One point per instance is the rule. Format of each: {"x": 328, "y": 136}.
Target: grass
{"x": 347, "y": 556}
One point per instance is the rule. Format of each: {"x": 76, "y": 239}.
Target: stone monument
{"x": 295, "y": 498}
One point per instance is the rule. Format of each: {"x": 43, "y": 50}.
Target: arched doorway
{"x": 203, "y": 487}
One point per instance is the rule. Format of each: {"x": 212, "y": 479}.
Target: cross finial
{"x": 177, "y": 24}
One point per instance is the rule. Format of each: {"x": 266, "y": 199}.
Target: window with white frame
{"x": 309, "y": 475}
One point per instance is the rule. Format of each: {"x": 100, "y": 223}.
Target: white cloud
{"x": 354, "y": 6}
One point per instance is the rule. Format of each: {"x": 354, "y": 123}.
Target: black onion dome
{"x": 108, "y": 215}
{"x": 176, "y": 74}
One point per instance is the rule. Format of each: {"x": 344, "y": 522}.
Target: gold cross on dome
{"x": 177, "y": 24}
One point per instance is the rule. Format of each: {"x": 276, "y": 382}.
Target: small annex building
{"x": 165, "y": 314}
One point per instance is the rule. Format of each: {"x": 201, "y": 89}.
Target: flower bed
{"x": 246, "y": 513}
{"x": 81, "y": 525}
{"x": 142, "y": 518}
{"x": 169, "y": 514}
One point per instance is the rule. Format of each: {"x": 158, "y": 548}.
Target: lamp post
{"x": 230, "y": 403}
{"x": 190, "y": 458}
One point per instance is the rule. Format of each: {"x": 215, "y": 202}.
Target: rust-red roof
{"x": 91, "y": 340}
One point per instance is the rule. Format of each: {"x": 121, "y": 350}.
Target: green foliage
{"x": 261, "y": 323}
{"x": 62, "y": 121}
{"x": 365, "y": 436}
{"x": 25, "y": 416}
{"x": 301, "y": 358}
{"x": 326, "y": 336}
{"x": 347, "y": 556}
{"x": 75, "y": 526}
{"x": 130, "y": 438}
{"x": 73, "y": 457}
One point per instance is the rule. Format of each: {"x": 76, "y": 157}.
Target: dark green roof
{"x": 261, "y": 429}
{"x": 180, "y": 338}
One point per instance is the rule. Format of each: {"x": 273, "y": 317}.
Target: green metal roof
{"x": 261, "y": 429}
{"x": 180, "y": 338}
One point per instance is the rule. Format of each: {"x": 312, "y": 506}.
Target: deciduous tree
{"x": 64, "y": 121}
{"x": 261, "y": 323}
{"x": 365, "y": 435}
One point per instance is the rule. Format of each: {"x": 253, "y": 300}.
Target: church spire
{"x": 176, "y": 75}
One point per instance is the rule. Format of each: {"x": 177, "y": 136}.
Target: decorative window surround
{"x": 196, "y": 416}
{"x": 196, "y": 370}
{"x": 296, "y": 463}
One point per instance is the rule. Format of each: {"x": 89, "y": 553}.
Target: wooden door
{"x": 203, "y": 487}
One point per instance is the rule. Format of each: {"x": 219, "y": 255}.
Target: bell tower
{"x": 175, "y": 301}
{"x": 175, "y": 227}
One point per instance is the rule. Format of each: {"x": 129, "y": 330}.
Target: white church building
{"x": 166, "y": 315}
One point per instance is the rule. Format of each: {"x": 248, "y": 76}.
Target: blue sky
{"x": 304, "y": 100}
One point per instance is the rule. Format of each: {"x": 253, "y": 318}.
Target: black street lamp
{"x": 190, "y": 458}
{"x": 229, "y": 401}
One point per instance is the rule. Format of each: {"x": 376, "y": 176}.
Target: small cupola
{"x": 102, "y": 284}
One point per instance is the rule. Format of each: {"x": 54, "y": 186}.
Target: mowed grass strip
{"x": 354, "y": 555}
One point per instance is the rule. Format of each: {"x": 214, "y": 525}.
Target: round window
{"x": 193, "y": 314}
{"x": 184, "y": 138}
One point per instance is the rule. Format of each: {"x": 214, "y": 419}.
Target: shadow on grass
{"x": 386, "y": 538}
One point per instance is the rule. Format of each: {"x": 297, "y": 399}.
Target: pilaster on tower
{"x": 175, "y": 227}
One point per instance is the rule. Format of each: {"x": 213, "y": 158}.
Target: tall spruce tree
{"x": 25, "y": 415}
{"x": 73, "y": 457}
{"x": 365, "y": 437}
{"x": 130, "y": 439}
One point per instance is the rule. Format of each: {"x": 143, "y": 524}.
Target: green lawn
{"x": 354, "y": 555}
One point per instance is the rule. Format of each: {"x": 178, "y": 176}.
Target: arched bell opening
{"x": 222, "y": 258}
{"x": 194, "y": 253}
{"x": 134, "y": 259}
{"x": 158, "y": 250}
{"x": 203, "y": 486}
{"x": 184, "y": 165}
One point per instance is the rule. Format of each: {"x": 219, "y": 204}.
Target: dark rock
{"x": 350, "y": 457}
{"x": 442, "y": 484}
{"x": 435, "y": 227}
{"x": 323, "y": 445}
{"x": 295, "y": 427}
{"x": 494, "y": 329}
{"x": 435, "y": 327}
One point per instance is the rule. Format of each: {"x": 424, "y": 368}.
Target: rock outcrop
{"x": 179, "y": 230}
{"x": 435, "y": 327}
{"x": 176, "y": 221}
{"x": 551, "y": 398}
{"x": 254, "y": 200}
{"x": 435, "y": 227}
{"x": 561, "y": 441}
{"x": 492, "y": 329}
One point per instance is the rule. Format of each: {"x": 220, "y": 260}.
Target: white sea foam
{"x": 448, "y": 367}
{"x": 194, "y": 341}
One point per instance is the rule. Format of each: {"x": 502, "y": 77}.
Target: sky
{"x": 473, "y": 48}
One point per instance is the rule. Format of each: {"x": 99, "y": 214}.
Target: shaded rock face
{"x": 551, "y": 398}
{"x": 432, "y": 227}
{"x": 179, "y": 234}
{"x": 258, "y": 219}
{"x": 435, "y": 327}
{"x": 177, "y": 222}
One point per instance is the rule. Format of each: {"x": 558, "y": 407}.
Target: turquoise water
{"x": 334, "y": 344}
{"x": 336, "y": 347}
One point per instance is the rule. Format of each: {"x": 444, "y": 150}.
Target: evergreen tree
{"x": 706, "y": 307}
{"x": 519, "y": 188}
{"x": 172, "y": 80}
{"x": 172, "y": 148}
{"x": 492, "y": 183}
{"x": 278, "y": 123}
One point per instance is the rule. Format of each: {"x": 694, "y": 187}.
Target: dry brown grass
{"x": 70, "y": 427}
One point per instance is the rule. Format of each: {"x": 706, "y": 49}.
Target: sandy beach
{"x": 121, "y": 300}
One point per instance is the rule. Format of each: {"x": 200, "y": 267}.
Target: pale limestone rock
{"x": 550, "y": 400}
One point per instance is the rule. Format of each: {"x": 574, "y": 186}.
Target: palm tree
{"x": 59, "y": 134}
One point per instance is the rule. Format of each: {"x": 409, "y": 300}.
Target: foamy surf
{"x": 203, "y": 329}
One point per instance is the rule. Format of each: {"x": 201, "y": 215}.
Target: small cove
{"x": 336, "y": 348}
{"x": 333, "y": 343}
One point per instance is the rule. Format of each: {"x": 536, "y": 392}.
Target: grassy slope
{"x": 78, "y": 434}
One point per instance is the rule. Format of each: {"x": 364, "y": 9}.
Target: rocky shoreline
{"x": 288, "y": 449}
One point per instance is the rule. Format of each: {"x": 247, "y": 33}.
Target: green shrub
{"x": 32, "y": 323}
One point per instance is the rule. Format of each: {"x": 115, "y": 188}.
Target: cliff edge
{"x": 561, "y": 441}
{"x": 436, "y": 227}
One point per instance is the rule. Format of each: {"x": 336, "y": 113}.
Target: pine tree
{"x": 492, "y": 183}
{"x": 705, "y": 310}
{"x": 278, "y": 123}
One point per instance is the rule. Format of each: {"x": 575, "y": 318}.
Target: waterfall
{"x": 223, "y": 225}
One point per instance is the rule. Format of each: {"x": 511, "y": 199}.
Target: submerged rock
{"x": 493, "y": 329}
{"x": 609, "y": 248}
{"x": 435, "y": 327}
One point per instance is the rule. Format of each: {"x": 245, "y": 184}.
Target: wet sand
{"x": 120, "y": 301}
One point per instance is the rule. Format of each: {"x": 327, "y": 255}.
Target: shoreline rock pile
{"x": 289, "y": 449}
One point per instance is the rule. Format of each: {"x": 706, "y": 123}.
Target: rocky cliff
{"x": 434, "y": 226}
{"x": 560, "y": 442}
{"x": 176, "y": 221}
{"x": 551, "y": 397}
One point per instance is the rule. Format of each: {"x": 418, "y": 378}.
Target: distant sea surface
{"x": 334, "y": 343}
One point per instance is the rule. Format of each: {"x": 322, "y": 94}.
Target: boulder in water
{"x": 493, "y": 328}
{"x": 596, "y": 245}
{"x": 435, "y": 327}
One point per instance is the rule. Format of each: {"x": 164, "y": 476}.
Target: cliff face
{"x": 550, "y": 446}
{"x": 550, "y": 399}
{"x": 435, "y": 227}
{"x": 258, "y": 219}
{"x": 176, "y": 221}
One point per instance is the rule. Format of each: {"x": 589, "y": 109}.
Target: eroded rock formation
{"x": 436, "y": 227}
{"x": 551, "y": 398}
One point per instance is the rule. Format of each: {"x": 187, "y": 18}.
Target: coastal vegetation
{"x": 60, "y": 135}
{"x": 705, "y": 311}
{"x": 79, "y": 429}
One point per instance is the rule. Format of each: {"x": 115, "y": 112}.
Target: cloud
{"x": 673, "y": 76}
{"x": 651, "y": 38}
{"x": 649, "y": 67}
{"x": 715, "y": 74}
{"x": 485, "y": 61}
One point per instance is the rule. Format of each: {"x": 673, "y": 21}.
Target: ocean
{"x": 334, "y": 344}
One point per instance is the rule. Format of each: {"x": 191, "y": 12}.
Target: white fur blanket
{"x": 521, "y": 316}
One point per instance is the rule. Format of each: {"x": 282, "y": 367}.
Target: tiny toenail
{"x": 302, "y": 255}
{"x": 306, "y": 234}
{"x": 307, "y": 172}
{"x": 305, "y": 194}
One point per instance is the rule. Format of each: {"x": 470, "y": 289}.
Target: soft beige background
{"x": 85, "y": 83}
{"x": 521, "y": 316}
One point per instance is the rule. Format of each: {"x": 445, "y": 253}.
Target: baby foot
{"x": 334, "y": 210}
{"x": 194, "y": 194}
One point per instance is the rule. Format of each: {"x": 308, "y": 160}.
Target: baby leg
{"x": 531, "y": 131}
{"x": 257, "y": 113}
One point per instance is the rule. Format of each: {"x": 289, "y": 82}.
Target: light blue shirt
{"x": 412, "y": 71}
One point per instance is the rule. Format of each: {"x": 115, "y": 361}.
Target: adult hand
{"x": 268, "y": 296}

+-------+

## [Task description]
Pull out each line in the entries above that contains the word "dark", treating uppercase and lowercase as different.

## [Correct response]
Target: dark green roof
Target: dark rock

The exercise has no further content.